Fifteen Somali pirates are being held in France after being captured by the French navy in the Gulf of Aden. They are accused of taking part in the hijacking of two French yachts.

Foreign aid workers

Earlier Saturday a Somali government official said three foreign aid workers were kidnapped overnight in Mandera, a Kenyan town close to the Somali border, by armed men who took them into Somalia.

"We are investigating the incident by tracing the kidnappers," Sheikh Adan Mohamed, a senior official in the neighbouring Somali town of Bulohawo, told AFP by telephone.

The nationalities of the three and the organisation for which they worked were not immediately known.

"There was an incident and three foreigners were taken away," a Kenyan security official told AFP on condition of anonymity.

"There was a shootout at their office which was raided by gunmen and they shot a night guard in the head," the official said. "In the process, they took away three people. The people have crossed the border."

Foreigners are regularly kidnapped in Somalia, which has been mired in civil war since 1991, and usually freed in return for a ransom. Journalists and aid workers are particularly targeted.

Canadian journalist Amanda Lindhout and Australian photographer Nigel Geoffrey Brennan, who were snatched on August 23 last year, are still being held by their abductors.

Four European employees of the French non-governmental aid organisation Action Contre la Faim (Action Against Hunger) and their two Kenyan pilots, kidnapped in early November, are also still being held.

══════════════════════════════

Challenge 1: Report how many lines of the listing contain the string "bear", treating uppercase and lowercase as different. Give only the number.
The article on Somali kidnappings and the listing are unrelated to each other.

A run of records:
══════════════════════════════

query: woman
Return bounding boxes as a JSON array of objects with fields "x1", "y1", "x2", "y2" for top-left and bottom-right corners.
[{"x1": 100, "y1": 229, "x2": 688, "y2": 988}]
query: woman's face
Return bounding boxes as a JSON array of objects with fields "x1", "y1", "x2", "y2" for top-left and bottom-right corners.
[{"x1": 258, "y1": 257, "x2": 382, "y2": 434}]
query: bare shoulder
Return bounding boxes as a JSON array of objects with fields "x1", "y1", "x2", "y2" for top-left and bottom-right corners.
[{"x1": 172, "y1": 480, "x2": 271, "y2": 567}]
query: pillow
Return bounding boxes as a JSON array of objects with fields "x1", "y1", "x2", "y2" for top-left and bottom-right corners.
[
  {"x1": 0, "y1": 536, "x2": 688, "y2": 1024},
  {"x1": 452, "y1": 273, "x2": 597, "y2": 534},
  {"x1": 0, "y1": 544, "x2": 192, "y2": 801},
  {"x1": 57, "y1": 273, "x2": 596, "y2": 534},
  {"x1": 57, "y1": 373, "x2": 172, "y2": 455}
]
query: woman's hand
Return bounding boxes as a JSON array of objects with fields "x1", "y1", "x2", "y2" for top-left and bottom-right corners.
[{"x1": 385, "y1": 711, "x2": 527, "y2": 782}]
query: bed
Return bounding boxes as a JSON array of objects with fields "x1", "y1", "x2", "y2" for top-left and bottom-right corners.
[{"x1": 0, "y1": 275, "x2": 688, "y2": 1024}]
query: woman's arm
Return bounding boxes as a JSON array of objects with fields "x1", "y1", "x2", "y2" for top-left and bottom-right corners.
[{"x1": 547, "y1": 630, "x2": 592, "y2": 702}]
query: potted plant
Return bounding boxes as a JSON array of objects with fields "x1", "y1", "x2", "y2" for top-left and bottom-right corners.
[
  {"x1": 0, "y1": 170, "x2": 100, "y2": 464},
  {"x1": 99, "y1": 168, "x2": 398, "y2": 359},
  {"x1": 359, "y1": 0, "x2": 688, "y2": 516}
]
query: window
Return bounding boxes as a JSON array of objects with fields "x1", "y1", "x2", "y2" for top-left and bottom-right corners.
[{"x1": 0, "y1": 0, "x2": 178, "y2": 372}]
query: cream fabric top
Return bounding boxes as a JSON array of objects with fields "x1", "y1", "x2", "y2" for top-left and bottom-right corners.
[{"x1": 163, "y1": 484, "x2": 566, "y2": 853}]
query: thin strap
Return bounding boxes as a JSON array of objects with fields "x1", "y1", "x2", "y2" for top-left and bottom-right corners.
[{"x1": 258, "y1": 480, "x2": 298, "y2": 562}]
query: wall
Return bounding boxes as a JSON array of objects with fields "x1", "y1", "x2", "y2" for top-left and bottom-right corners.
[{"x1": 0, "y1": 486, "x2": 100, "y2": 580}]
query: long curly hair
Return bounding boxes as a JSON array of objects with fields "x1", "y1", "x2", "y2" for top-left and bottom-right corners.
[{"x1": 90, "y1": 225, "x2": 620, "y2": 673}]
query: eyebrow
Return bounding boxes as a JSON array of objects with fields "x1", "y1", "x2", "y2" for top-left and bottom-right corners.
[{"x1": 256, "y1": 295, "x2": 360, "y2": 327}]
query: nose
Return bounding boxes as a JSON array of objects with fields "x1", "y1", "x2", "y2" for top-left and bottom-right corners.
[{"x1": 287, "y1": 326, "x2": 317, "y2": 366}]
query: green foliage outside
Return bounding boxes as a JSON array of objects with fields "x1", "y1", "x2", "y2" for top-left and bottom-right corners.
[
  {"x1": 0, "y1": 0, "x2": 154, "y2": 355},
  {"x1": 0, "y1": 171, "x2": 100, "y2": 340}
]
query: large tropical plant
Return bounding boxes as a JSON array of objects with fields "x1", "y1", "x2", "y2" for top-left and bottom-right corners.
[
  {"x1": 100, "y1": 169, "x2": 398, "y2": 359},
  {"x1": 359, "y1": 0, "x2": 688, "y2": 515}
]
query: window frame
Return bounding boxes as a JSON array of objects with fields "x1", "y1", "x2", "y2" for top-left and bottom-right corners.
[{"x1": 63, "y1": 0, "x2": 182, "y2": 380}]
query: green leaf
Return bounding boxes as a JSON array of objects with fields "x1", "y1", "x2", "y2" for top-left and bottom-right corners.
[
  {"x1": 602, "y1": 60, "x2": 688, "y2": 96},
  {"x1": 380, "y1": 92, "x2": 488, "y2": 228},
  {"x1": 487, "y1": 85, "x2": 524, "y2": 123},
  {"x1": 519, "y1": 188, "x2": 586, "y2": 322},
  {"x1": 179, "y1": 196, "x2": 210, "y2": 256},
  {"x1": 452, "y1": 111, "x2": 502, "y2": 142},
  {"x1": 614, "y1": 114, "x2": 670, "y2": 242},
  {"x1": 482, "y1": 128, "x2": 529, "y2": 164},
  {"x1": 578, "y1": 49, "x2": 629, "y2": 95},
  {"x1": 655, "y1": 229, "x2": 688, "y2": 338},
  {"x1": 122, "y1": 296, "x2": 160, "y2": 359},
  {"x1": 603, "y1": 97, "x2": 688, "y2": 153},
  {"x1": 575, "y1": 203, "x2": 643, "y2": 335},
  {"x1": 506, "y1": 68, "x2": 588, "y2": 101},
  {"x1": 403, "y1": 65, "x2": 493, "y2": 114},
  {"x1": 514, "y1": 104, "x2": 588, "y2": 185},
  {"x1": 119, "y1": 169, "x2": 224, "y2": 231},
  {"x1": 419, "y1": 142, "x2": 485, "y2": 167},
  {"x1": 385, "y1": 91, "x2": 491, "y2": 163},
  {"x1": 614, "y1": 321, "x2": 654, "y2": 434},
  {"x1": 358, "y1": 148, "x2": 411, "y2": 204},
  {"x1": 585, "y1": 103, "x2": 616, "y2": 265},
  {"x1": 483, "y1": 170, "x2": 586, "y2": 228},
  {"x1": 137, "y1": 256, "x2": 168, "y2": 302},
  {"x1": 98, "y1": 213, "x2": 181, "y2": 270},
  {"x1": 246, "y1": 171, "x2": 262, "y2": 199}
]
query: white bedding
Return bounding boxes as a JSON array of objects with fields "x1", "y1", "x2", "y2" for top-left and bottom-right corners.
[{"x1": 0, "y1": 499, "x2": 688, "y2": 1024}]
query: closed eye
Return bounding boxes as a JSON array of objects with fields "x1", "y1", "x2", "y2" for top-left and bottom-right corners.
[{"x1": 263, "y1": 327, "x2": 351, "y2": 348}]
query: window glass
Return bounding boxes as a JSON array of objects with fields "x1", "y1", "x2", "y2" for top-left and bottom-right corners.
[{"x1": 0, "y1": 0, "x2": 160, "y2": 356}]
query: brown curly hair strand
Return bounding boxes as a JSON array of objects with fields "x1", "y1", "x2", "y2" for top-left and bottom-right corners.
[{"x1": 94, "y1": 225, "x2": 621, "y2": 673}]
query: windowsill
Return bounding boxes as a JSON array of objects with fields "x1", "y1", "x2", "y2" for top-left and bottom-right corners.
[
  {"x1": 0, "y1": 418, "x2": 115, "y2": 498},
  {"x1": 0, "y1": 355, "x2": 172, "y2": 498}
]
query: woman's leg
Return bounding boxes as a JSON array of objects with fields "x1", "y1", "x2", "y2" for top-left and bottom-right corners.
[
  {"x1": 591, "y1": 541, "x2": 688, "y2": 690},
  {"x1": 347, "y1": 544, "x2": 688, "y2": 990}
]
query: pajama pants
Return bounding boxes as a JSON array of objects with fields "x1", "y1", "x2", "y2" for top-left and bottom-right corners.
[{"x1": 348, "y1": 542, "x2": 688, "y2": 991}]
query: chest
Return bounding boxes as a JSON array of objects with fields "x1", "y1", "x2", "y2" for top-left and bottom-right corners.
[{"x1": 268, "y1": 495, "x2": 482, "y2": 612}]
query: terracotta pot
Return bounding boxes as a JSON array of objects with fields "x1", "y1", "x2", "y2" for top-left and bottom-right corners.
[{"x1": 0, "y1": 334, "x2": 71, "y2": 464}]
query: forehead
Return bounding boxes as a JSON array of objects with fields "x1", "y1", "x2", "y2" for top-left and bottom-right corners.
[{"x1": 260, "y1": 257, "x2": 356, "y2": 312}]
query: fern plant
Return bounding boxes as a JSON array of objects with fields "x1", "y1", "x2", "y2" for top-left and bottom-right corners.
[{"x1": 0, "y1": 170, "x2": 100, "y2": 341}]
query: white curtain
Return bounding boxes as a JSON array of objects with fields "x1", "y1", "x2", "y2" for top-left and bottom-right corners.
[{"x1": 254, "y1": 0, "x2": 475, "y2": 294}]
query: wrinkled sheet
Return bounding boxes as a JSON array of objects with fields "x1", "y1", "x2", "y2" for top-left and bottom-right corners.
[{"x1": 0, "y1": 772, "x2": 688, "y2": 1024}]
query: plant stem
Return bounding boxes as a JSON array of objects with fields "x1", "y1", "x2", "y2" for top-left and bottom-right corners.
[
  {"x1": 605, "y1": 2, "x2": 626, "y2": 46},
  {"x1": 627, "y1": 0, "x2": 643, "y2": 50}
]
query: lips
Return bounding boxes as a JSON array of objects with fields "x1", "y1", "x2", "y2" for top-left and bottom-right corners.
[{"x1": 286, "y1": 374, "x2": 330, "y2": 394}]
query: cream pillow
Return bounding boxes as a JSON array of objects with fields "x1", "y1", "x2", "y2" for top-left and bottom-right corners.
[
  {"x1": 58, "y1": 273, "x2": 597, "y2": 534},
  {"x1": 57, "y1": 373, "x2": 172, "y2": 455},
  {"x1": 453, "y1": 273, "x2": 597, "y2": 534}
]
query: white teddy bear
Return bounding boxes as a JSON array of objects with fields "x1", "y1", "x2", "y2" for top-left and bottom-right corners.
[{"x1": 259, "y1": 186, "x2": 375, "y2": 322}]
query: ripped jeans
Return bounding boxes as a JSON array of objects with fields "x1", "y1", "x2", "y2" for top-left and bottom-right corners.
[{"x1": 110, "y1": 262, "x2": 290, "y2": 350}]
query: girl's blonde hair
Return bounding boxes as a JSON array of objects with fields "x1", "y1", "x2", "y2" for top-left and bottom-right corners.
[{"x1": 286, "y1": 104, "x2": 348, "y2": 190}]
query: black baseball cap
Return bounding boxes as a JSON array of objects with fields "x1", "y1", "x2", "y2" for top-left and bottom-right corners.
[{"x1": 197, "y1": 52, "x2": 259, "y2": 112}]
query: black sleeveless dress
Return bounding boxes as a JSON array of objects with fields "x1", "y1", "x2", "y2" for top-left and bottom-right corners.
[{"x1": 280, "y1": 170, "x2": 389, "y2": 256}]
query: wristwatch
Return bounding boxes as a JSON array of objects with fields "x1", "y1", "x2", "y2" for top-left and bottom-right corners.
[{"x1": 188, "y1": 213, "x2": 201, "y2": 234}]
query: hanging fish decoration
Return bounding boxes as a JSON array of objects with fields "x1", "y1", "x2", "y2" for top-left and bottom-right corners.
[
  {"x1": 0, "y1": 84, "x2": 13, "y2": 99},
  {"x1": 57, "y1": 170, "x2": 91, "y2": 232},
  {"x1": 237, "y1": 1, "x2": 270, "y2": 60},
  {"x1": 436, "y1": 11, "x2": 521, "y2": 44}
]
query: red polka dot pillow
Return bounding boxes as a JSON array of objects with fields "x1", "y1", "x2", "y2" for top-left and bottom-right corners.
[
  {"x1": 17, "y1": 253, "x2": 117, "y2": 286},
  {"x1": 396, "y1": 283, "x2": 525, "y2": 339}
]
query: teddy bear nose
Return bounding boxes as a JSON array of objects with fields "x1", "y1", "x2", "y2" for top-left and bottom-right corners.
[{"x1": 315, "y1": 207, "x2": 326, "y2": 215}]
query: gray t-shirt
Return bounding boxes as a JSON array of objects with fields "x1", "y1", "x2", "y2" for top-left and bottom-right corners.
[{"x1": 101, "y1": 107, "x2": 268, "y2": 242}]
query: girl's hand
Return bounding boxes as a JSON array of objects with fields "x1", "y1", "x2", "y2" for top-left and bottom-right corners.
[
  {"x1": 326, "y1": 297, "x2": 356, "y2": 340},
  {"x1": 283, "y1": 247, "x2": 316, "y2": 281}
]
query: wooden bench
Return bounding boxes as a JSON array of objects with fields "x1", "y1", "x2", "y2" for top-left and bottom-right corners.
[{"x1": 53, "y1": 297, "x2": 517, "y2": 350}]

══════════════════════════════

Challenge 2: List every person named in the article on Somali kidnappings.

Task output 1: 2

Task output 2:
Sheikh Adan Mohamed
Amanda Lindhout
Nigel Geoffrey Brennan